### Passage provided

The focus in this section is on the illicit use of meth/amphetamine and other stimulants (Box STIM1).

Box STIM1: Defining amphetamines and other stimulants

Data sources on methamphetamine, amphetamine and other psychostimulants contain a variety of terms; in some instances these terms cover similar, but not the same range of drugs. This can be confusing when interpreting results across different data sources.

In this section, the terminology used reflects that adopted in the corresponding data source. Below is a description of each term used in these data sources and the types of drugs they encompass:

Amphetamine-type stimulants—covers a large range of drugs, which includes amphetamine, methylamphetamine and phenethylamines (a class of drug that includes MDMA or ‘ecstasy’).

  • Amphetamines—refers to a broad category of substances. According to the Australian Standard Classification of Drugs of Concern (ASCDC) (ABS 2011), this includes amphetamine, methylamphetamine, dexamphetamine, amphetamine analogues and amphetamines not elsewhere classified. This is the term used in the Alcohol and Other Drug Treatment Services (AODTS) National Minimum Dataset. 
  • Methamphetamine (also methylamphetamine) also comes in different forms, including powder/pills (speed), crystal methylamphetamine (crystal meth or ice), a sticky paste (base), and a liquid form.
  • Meth/amphetamine includes methylamphetamine and amphetamine and is the term used in the National Drug Strategy Household Survey (NDSHS)

######

■ Directions ■
Pick up the passage on amphetamines and other stimulants where it stops, and continue it.

### Data section

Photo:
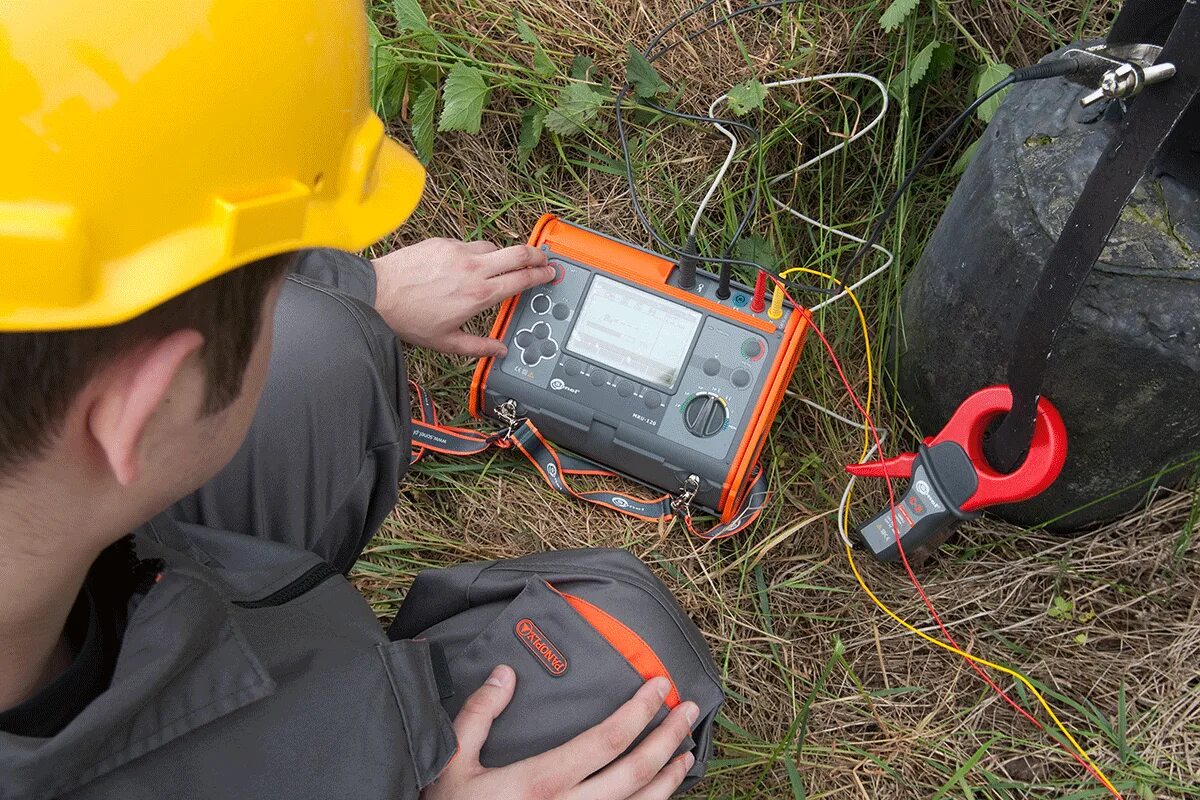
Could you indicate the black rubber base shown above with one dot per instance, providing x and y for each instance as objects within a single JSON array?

######

■ Answer space ■
  • Ecstasy (also MDMA) is often consumed in the form of a tablet, but can also be in powder or crystal form.
  • Cocaine is commonly consumed in powder form, which can be snorted or dissolved in water so it can be injected.
  • Psychostimulants (also stimulants) includes ecstasy, methamphetamine, cocaine and new psychoactive substances (NPS). This is the sampling criteria for participants of the Ecstasy and related Drugs Reporting System (EDRS).

Availability

Methamphetamine and other stimulants are readily available in Australia. Findings from the 2018 Illicit Drug Reporting System (IDRS) showed that the majority of people who inject drugs and use meth/amphetamine or cocaine report that it is ‘easy’ or ‘very easy’ to obtain [3] (Table S2.6). Similar findings from the 2018 Ecstasy and Related Drugs Reporting System (EDRS) also show that the majority of people who use ecstasy and other stimulants report that meth/amphetamine, ecstasy and cocaine are ‘easy’ or ‘very easy’ to obtain [4].

Perceived availability was the highest for crystal methamphetamine (94% of both IDRS and EDRS users rated it ‘easy or very easy’ to obtain), while perceived availability for other forms of methamphetamine was lower. Perceived availability of ecstasy in all forms has declined over the last three years, with the highest availability reported for capsules (85% of EDRS users rated it ‘easy’ or ‘very easy’ to obtain), followed by pill (82%), crystal (73%) and powder (68%) forms [4]. Cocaine was rated ‘easy’ or ‘very easy’ to obtain by 64% of IDRS users and 62% of EDRS users [3,4].

Meth/amphetamine, ecstasy and cocaine are commonly sourced by users from friends (55%) or dealers (33%) [4].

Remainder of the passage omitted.